Required work
In the listing that follows, the lines starting at the one containing "box: [153, 50, 197, 68]" and ending at the one containing "box: [66, 88, 197, 131]" are to be returned exactly, both boundary lines included, and no others.
----------------------------------------
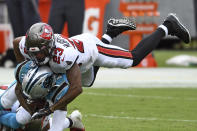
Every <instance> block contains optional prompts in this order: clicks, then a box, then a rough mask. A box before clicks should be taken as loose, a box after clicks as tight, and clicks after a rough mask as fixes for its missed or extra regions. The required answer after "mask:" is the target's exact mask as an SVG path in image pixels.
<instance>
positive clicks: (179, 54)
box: [153, 50, 197, 68]
mask: <svg viewBox="0 0 197 131" xmlns="http://www.w3.org/2000/svg"><path fill="white" fill-rule="evenodd" d="M153 54H154V57H155V59H156V61H157V64H158V67H177V66H172V65H167V64H166V63H165V62H166V60H168V59H170V58H171V57H174V56H177V55H191V56H195V57H197V53H196V51H185V50H182V51H181V50H180V51H178V50H155V51H153ZM195 68H196V67H195Z"/></svg>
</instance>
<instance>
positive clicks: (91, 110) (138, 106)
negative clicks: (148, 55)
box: [66, 88, 197, 131]
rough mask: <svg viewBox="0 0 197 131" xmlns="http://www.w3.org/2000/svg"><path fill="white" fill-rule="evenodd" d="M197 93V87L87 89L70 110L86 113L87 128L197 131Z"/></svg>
mask: <svg viewBox="0 0 197 131" xmlns="http://www.w3.org/2000/svg"><path fill="white" fill-rule="evenodd" d="M196 92H197V89H195V88H146V89H145V88H124V89H114V88H106V89H105V88H84V91H83V93H82V94H81V95H80V96H79V97H77V99H75V100H74V101H73V102H72V103H71V104H69V107H68V111H69V113H70V112H71V111H73V110H75V109H78V110H80V111H81V112H82V114H83V123H84V125H85V127H86V131H196V130H197V113H196V112H197V104H196V102H197V95H196ZM67 130H68V129H67ZM67 130H66V131H67Z"/></svg>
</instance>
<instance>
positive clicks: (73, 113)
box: [70, 110, 85, 131]
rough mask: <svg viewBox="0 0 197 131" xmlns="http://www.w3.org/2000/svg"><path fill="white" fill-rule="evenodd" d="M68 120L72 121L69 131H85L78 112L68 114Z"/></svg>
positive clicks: (79, 115)
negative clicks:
----------------------------------------
The completed task
box: [153, 50, 197, 68]
mask: <svg viewBox="0 0 197 131" xmlns="http://www.w3.org/2000/svg"><path fill="white" fill-rule="evenodd" d="M153 54H154V57H155V59H156V61H157V64H158V67H177V66H172V65H167V64H166V63H165V62H166V60H168V59H170V58H171V57H174V56H177V55H191V56H195V57H197V53H196V51H185V50H182V51H181V50H180V51H178V50H155V51H153ZM195 68H196V67H195Z"/></svg>
</instance>
<instance>
positive clicks: (91, 110) (138, 106)
negative clicks: (148, 55)
box: [66, 88, 197, 131]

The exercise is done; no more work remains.